Losing a life companion, a reflection
This post is dedicated to all my dear friends who have lost their life companion. And to all the friends who are no longer with us.
I practice Linguistic Empathy and I expect you to do the same. Please bear with me if my English is not perfect.
A while ago I was in Milan and in bad need of antibiotics. I entered a pharmacy, and saw an elderly man sitting on a stool beside the counter. At first I thought he was feeling unwell and the pharmacists had invited him to sit down. Then one of them, in a rude yet loving tone, told him to stop complaining and react. He told him what had happened to him happened to lots of people, it’s life.
The elderly man was looking at me, and I felt compelled to ask what was troubling him. In a whisper, like he was secretly looking for an ally, he said “my wife has died”.
My impulse was to hug him, but I did not want to look too melodramatic. Instead I told him I was very, very sorry and that I perfectly understood how he felt, and wished him all the strength and courage to keep on living without his beloved wife.
The first widow I got to know well in my life was my mother. She was 49 when my father died at age 57. I have a bit of confused memory of her pain. I was seventeen, and busy to deal with mine. But I distinctly remember how she dove into family life, how loving and present and ever active for us children she was. She had always been a wonderful mother, but after my father died she became even more devoted to her little tribe.
At that time I had no idea of what losing a life companion could mean. I had not found one yet, and had a long life ahead to live.
Now I am in that phase when death occurs more and more frequently in my tight circle of friends. In these last years I have seen many friends, some of them very dear ones, losing their life companion.
I was always grateful to them for letting me get close to their suffering. And although I don’t pretend to know what this terrible moment entails, I have come to realise that we too often dismiss it as something natural in life, something we have to give for granted.
Of course many people die young, and we should feel lucky for every year we spend with the person we love. Losing a life companion though must be an unimaginable pain. I can’t even start figuring what it means to have to learn to function as a single person after a whole life full of sharing, from the tiniest details to the biggest questions.
It must be a horrible inner earthquake to have to shift from a life shared with the one you love every single day, to exist as a single person, with a baggage of memories that span a whole life and that constantly reminds you of what will never come back.
At every death that has touched us recently, at every devastating news on the phone, through the screen, WhatsApp, I felt closer to my choices, my love, and my will to live life fully and deeply as long as we have it.
Often, at night, I think of the friends who have left. I remember their faces, their voice, the shared laughter, and then I think of their wives who fight to fill the immense void they found themselves to face, some of them very suddenly. Then I hear my mother-in-law, old and sick, telling me “this life is a cheater“. And I do the only thing I can do: I talk about it, I remind myself how fleeting life is, and hold all my dear friends in a warm embrace that never breaks, even when we are apart.

ENTRIES SHOWN:
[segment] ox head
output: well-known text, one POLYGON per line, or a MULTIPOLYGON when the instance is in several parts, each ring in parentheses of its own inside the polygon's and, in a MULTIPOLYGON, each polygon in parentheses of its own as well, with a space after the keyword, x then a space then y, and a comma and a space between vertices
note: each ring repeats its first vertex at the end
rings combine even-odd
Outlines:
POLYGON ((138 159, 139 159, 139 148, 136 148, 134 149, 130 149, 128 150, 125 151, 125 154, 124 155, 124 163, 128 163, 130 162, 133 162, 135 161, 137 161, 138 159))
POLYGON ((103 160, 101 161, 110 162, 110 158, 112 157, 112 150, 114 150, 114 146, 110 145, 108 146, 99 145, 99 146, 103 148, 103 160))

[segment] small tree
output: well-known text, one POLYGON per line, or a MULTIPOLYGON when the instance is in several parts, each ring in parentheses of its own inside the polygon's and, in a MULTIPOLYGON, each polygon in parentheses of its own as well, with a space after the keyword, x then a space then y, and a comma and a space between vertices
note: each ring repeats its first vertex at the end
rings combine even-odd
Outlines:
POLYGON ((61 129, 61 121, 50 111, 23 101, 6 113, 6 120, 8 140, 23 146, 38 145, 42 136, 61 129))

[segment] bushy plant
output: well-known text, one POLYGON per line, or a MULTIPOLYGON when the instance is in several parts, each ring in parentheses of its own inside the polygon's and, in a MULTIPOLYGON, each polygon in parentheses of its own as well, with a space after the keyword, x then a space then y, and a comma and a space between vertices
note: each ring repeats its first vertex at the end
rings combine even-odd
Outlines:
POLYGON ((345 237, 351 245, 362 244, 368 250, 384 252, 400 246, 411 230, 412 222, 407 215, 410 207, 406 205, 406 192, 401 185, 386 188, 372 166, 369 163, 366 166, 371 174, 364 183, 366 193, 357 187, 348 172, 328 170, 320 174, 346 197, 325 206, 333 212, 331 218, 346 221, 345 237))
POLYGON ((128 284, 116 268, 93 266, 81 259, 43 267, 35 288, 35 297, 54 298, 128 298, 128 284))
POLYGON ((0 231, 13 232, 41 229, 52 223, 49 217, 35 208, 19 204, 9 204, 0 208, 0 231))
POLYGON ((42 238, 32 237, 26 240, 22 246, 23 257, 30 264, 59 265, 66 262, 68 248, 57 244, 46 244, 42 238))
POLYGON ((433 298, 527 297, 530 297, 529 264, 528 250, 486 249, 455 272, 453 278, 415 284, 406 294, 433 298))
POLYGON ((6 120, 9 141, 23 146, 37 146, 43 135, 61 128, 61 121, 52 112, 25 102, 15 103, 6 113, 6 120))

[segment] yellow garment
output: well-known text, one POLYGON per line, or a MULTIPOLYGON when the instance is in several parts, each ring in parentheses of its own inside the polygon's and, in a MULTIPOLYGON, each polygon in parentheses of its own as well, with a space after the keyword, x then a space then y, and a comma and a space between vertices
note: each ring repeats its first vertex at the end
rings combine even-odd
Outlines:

WORK TO COMPLETE: Copy from "Losing a life companion, a" up to and including "longer with us." in the reflection on losing a life companion, word for word. Rely on the text by itself and disregard the lines above.

TASK RESULT:
Losing a life companion, a reflection
This post is dedicated to all my dear friends who have lost their life companion. And to all the friends who are no longer with us.